— Start of EXTRACT —
Wednesday, May 14, 2008

NYBI Meetup #3 Recap

The Recap
The third Meetup was fully dedicated to discussion. It was driven by a few PowerPoint slides from one NYBI member's presentation given at the CTO Summit in Summer of 2007.

One slide of interest was about a proposed BI Ontology reproduced, in part, below:

BI Ontology
  • Decision Space
    • Decision Purpose
    • Decision Frequency
    • Decision Impact
  • Tool Space
    • Data
    • Models
    • Experience
    • Feedback
There was another level of detail for each sub-bullet that will become available when I post the original slides. Ontologies are important because they provide a shared and common understanding of concepts presented and discussed in forum. The same way that we hope to derive consensus on Trends and Truths within the BI space, so do we hope to establish a descriptive (and shared) language about BI with the aid of the proposed Ontology.

An introductory slide or two spoke to the "State of Affairs" as well the "This is how we came to be here" and spurred on 2 full hours of discussion.

Some highlights:
  • Most organizations looking to introduce BI into their fold succeed in rolling out a Data Warehouse. Rolling out Reporting infrastructure is the difficult part. If the organization is lucky enough to succeed, this reporting infrastructure tends to be the most expensive investment.
— End of EXTRACT —
— Start of MATERIAL SUPPLIED —
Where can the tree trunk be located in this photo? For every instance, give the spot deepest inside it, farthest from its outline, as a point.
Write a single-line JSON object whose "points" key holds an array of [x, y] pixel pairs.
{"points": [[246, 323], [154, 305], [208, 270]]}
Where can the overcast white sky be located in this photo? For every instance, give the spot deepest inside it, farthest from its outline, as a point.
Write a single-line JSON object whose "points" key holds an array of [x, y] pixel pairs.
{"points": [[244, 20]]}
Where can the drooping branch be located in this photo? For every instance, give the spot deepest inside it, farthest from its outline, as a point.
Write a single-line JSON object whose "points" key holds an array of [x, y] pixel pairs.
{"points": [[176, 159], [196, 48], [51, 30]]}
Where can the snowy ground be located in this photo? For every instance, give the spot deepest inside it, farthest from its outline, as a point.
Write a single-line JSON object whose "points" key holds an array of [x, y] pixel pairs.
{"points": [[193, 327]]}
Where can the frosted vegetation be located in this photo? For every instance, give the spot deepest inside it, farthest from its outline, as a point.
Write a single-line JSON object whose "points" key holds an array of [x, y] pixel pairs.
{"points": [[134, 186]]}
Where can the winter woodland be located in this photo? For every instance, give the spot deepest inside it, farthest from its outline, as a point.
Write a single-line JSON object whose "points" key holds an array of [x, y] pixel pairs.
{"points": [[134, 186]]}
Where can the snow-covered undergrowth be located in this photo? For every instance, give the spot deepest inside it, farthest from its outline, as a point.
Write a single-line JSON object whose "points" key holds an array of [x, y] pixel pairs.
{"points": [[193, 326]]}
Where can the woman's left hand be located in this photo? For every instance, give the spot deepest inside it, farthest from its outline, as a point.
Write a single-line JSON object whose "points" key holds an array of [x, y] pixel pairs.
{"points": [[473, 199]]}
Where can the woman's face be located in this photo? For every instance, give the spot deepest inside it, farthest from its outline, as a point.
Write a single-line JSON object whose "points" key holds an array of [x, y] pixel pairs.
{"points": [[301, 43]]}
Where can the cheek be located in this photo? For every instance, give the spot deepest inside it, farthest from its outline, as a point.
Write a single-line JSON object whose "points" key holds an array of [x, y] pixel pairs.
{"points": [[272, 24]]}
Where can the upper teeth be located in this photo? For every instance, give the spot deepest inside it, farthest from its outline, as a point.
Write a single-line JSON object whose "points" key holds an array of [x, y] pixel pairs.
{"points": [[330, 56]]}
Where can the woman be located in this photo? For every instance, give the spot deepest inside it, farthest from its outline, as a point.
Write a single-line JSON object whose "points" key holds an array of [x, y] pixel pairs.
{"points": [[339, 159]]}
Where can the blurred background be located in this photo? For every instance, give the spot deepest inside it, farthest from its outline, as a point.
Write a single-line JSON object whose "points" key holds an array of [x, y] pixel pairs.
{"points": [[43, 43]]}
— End of MATERIAL SUPPLIED —
_JOBS_
**A.** Reproduce the NYBI Meetup #3 recap word for word, from start to finish.
**B.** Copy only the part of the records that opens with the line containing "Where can the cheek" and continues through the end of the records, word for word.

_OUTPUTS BY TASK_
**A.**
Wednesday, May 14, 2008

NYBI Meetup #3 Recap

The Recap
The third Meetup was fully dedicated to discussion. It was driven by a few PowerPoint slides from one NYBI member's presentation given at the CTO Summit in Summer of 2007.

One slide of interest was about a proposed BI Ontology reproduced, in part, below:

BI Ontology
  • Decision Space
    • Decision Purpose
    • Decision Frequency
    • Decision Impact
  • Tool Space
    • Data
    • Models
    • Experience
    • Feedback
There was another level of detail for each sub-bullet that will become available when I post the original slides. Ontologies are important because they provide a shared and common understanding of concepts presented and discussed in forum. The same way that we hope to derive consensus on Trends and Truths within the BI space, so do we hope to establish a descriptive (and shared) language about BI with the aid of the proposed Ontology.

An introductory slide or two spoke to the "State of Affairs" as well the "This is how we came to be here" and spurred on 2 full hours of discussion.

Some highlights:
  • Most organizations looking to introduce BI into their fold succeed in rolling out a Data Warehouse. Rolling out Reporting infrastructure is the difficult part. If the organization is lucky enough to succeed, this reporting infrastructure tends to be the most expensive investment.

**B.**
Where can the cheek be located in this photo? For every instance, give the spot deepest inside it, farthest from its outline, as a point.
Write a single-line JSON object whose "points" key holds an array of [x, y] pixel pairs.
{"points": [[272, 24]]}
Where can the upper teeth be located in this photo? For every instance, give the spot deepest inside it, farthest from its outline, as a point.
Write a single-line JSON object whose "points" key holds an array of [x, y] pixel pairs.
{"points": [[330, 56]]}
Where can the woman be located in this photo? For every instance, give the spot deepest inside it, farthest from its outline, as a point.
Write a single-line JSON object whose "points" key holds an array of [x, y] pixel pairs.
{"points": [[339, 159]]}
Where can the blurred background be located in this photo? For every instance, give the spot deepest inside it, farthest from its outline, as a point.
Write a single-line JSON object whose "points" key holds an array of [x, y] pixel pairs.
{"points": [[43, 43]]}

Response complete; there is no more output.